__Work to complete__. From the wellbore passage, reproduce everything from "Suitable gasses for" down to "injection gas 224.".

__Excerpted passage__.
* * *
In this embodiment, gas 240 is pumped from the surface, down the tubing 217 and into the formation 216 via the fracture 226 at a pressure greater than the reservoir gas pressure P_rp. The injected gas 224 enters the formation 216 on the downhole side of the barrier fracture 214. The barrier fracture 214 prevents the injected gas 224 from flowing along the wellbore to the production perforations 208. Instead, the injected gas 224 initially flows radially away from the wellbore and then over the barrier and into a mixing area 230 where the injected gas 224 mixes with the formation gas 217. The injected gas 224 is selected, so that, when it mixes with the reservoir gas 217, the resulting gas mixture has a dew-point pressure equal to or lower than the pressure P_wf of the gas 250, flowing in the annulus. In this manner, retrograde condensation around the wellbore at 232 is eliminated, at least along a portion of the wellbore.

Suitable gasses for reducing the formation gas Dew Point Pressure P_dp include methane and carbon dioxide. In the present embodiment, methane gas is stripped from the produced gas at the surface and used as the injection gas 224.

In FIG. 4, another embodiment of a wellbore assembly 300 according to the present inventions will be described. Wellbore 302 can be drilled into and along the wellbore between the boundaries 390 of a hydrocarbon bearing reservoir using conventional drilling techniques, for example, directional drilling techniques or other similar methods.

In the present example, the well 300 has a vertical well portion 304 connected to horizontal portion 306, extending into a hydrocarbon bearing reservoir or formation 216. In this embodiment, the hydrocarbon is formation gas. The vertical portion 304 of the well is cemented and cased. The lower horizontal portion 306 is supported in the wellbore 302 by external casing packers. In this embodiment, the casing is not cemented in the wellbore 302. A plurality of inflow control devices 312 are provided spaced along the horizontal portion 306. In this embodiment, the control devices 312 are positioned between adjacent external packers 310 to control the flow from the formation in the zone formed between the packers 310. The end of the well casing is open at 324. Injection tubing 320 is installed in the casing and is sealed off from the casing at its lower end by a packer 322. The lower end of the tubing 320 is open at 224 to one or more gas injection fractures 226.
* * *
__Entries__.

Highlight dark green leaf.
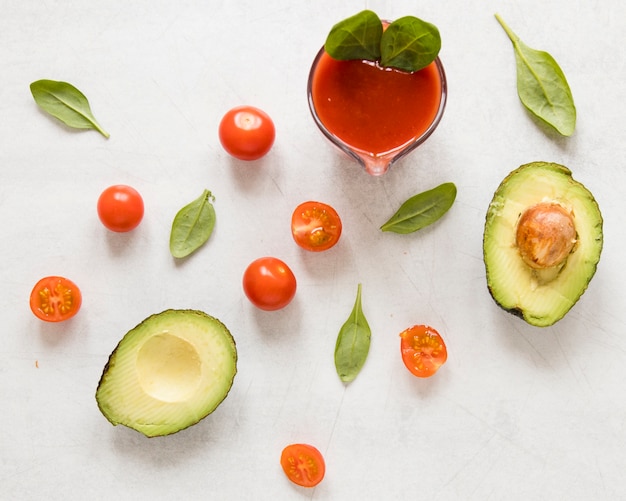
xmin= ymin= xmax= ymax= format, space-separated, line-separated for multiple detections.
xmin=380 ymin=183 xmax=456 ymax=234
xmin=335 ymin=284 xmax=372 ymax=383
xmin=380 ymin=16 xmax=441 ymax=71
xmin=30 ymin=80 xmax=109 ymax=138
xmin=496 ymin=14 xmax=576 ymax=136
xmin=170 ymin=190 xmax=215 ymax=258
xmin=324 ymin=10 xmax=383 ymax=61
* * *
__Completed exercise__.
Suitable gasses for reducing the formation gas Dew Point Pressure P_dp include methane and carbon dioxide. In the present embodiment, methane gas is stripped from the produced gas at the surface and used as the injection gas 224.